- [Assignment]
For the entries below, report every line that includes the word "trace".
======== Supplied material
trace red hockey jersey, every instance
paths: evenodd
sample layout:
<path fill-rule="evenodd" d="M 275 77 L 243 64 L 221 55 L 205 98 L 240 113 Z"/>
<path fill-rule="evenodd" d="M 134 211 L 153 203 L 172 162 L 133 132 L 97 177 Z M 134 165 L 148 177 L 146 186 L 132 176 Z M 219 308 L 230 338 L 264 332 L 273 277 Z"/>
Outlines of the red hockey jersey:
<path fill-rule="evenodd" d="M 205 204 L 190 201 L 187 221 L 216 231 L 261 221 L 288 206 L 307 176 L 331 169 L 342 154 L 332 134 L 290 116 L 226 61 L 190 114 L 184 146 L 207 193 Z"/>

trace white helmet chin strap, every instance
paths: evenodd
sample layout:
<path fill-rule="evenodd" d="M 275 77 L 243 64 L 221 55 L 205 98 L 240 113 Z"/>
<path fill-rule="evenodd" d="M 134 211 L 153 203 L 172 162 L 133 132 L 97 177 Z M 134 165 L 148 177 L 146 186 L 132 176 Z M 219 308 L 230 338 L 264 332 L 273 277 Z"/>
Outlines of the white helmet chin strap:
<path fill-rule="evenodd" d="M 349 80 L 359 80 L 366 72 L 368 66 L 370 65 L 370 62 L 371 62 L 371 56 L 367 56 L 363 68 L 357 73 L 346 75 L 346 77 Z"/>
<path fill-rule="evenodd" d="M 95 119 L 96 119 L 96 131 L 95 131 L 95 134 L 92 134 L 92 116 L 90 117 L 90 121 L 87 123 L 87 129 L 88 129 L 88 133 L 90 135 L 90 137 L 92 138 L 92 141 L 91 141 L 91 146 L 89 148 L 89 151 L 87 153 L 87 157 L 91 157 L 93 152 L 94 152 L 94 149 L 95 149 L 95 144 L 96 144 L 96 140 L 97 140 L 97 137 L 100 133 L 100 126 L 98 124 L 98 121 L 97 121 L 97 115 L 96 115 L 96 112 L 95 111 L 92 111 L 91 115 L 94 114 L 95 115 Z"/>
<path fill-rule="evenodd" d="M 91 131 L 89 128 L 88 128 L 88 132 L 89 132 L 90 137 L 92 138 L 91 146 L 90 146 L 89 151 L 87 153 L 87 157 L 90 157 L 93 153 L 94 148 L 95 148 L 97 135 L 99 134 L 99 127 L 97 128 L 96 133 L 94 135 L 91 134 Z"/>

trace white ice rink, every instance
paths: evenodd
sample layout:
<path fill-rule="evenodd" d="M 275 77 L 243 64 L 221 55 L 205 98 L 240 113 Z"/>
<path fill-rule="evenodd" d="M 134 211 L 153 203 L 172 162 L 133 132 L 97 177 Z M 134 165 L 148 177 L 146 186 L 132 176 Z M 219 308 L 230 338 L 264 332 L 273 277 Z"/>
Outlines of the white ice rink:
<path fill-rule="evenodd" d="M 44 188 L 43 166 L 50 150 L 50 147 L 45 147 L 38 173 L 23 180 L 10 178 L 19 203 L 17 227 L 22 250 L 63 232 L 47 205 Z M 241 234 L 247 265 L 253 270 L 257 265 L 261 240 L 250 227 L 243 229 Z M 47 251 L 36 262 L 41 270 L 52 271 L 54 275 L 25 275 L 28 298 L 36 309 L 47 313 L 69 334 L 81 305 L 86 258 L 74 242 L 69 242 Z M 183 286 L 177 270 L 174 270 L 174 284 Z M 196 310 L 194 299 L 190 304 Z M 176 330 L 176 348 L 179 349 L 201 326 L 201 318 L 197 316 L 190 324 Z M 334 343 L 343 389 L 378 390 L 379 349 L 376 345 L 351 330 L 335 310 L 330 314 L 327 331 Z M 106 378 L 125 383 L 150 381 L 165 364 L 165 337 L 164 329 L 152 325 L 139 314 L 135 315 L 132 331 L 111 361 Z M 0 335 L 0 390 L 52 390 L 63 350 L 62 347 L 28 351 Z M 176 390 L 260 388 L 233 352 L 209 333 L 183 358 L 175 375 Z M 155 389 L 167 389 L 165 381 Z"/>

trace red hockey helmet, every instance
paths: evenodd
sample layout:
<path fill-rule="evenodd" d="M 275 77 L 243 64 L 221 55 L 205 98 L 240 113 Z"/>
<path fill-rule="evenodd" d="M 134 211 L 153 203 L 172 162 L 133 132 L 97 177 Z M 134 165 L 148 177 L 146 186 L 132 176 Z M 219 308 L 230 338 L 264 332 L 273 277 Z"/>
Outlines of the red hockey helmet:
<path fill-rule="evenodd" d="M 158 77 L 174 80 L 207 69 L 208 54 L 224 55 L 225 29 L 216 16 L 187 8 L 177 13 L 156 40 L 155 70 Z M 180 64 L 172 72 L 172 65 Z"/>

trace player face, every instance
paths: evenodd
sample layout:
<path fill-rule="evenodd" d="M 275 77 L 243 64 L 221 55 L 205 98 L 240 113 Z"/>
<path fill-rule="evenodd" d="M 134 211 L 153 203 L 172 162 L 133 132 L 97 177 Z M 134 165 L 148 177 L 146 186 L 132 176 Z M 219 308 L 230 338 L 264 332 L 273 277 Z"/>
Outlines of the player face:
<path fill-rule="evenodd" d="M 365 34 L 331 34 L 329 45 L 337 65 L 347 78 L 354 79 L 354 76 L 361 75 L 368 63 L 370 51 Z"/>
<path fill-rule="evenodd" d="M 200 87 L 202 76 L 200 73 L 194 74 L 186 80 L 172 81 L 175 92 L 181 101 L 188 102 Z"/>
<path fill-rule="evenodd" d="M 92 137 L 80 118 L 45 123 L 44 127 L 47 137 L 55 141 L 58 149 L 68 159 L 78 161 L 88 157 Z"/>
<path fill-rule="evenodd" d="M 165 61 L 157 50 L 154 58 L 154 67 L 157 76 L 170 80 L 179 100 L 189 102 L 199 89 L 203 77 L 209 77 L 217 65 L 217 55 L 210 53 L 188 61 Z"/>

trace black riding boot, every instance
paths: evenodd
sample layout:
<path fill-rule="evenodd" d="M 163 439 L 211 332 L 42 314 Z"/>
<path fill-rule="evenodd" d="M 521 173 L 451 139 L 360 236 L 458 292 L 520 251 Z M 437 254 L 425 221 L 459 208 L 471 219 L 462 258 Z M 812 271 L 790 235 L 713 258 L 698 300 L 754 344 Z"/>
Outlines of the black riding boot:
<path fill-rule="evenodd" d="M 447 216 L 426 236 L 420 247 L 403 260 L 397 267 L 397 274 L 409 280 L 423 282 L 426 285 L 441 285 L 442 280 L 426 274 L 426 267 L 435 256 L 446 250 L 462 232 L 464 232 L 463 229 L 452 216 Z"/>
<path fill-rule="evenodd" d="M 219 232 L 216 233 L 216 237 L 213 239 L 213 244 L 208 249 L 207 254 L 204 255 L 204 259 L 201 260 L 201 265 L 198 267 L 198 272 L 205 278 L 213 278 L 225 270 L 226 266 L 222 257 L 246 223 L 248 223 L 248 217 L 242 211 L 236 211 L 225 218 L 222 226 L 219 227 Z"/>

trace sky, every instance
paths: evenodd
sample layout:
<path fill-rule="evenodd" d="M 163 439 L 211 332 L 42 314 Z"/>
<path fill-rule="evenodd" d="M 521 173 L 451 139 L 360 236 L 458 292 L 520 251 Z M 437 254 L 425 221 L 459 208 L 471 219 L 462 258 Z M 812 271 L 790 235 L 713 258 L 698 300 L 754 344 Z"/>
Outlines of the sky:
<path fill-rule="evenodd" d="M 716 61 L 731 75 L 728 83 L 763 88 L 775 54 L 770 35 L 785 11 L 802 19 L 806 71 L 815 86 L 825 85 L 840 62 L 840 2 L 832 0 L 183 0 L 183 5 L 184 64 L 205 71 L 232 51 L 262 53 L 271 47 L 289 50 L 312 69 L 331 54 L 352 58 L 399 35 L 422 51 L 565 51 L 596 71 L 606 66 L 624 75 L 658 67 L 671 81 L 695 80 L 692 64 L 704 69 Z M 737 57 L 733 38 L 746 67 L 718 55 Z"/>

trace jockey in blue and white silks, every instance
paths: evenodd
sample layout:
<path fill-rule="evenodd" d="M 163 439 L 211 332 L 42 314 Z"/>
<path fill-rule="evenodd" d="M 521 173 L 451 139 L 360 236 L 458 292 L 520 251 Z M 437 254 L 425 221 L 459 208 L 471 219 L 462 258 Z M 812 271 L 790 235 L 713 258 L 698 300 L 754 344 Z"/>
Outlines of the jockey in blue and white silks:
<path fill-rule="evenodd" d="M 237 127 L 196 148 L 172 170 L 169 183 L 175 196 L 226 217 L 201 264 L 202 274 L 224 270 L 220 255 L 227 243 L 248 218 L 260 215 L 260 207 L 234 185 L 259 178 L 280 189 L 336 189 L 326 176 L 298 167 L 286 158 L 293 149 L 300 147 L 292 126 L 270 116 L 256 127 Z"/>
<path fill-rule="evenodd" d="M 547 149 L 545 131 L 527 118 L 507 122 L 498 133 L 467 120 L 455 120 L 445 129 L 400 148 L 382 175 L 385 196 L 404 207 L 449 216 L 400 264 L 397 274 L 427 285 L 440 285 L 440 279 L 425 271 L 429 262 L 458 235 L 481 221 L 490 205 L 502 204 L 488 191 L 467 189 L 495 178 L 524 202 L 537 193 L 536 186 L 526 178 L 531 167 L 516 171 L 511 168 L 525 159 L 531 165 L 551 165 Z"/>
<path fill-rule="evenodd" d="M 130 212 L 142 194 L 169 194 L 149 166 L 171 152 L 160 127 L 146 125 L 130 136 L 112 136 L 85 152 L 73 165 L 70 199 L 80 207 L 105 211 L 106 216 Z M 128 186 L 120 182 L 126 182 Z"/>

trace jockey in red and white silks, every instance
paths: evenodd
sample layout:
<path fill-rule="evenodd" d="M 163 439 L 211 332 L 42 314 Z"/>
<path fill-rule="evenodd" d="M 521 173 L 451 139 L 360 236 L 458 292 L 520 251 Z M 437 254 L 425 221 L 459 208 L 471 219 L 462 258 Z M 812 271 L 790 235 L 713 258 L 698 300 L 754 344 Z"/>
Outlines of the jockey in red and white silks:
================
- [Response box]
trace red hockey jersey, every instance
trace white helmet chin strap, every instance
trace white ice rink, every instance
trace red hockey helmet, every instance
trace player face, every instance
trace black riding boot, every instance
trace sky, every instance
trace jockey in blue and white silks, every instance
trace jockey in red and white silks, every instance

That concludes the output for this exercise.